Document text:
>>>
0

I am using tags to replace text before displaying output in a browser, similar to Wordpress' short codes.

Example string: Hi, this is a block of text {{block:welcome}} and this is a system variable {{variable:system_version}}

I have functions to replace these blocks accordingly, and I realize a foreach or while function will be the best way to deal with it, but unfortunately, replacing one {{...}} may introduce another. Hence, I opted for recursion until no more are found. Typical recursion is only once, but I have had two in one scenario. Maybe calling the function 3 times will work, but it sounds "wrong".

Now that is where the problem occurs: I do NOT want to replace them when they appear in:

1) A page where the URL you are calling contains something
2) Any form element such as `<input>` or `<textarea>`.

I need help on how to exclude from #2 above by means of a regex.

My regex currently look like this: ^\{\{((?!keep).)*$ (I realize it may still be wrong, or need modification - does not quite work yet).
<<<
Instructions for the task: Reproduce the forum post above, about replacing tags in text with a regex, word for word and in full.

Extracted records:
>>>
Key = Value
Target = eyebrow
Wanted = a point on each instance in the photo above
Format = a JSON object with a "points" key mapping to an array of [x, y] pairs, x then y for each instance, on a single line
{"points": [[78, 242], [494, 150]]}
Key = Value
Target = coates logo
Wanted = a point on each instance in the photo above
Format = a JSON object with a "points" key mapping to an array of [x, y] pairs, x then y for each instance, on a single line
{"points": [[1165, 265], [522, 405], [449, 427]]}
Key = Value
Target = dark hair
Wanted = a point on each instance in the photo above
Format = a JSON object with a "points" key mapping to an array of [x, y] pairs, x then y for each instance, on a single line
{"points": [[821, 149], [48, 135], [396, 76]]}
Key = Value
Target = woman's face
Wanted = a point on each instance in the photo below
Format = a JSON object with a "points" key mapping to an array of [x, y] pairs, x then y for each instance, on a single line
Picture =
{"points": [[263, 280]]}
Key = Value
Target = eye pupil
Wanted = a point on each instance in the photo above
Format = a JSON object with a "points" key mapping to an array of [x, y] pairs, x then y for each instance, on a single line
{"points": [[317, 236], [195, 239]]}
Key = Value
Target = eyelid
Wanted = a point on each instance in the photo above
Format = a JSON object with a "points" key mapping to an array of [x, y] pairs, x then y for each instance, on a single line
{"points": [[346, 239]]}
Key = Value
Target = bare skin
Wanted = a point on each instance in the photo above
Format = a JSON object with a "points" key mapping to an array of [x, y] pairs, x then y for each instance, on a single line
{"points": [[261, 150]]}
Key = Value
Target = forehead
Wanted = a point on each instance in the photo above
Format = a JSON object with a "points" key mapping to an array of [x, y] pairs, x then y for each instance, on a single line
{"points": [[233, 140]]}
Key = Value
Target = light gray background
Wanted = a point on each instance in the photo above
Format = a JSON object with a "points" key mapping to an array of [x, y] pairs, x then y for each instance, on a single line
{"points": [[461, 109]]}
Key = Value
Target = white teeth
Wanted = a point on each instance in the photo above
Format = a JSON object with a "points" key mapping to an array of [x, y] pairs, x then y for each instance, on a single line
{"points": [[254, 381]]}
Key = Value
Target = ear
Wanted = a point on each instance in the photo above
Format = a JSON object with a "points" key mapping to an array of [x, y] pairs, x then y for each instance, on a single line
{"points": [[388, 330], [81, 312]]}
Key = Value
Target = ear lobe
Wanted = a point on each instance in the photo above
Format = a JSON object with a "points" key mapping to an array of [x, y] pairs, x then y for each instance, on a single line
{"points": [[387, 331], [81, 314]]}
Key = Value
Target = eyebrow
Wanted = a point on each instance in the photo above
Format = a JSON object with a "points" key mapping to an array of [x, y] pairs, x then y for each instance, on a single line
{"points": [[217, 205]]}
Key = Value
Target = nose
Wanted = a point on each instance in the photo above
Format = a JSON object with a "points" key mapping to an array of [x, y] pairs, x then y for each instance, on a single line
<<<
Solution:
0

I am using tags to replace text before displaying output in a browser, similar to Wordpress' short codes.

Example string: Hi, this is a block of text {{block:welcome}} and this is a system variable {{variable:system_version}}

I have functions to replace these blocks accordingly, and I realize a foreach or while function will be the best way to deal with it, but unfortunately, replacing one {{...}} may introduce another. Hence, I opted for recursion until no more are found. Typical recursion is only once, but I have had two in one scenario. Maybe calling the function 3 times will work, but it sounds "wrong".

Now that is where the problem occurs: I do NOT want to replace them when they appear in:

1) A page where the URL you are calling contains something
2) Any form element such as `<input>` or `<textarea>`.

I need help on how to exclude from #2 above by means of a regex.

My regex currently look like this: ^\{\{((?!keep).)*$ (I realize it may still be wrong, or need modification - does not quite work yet).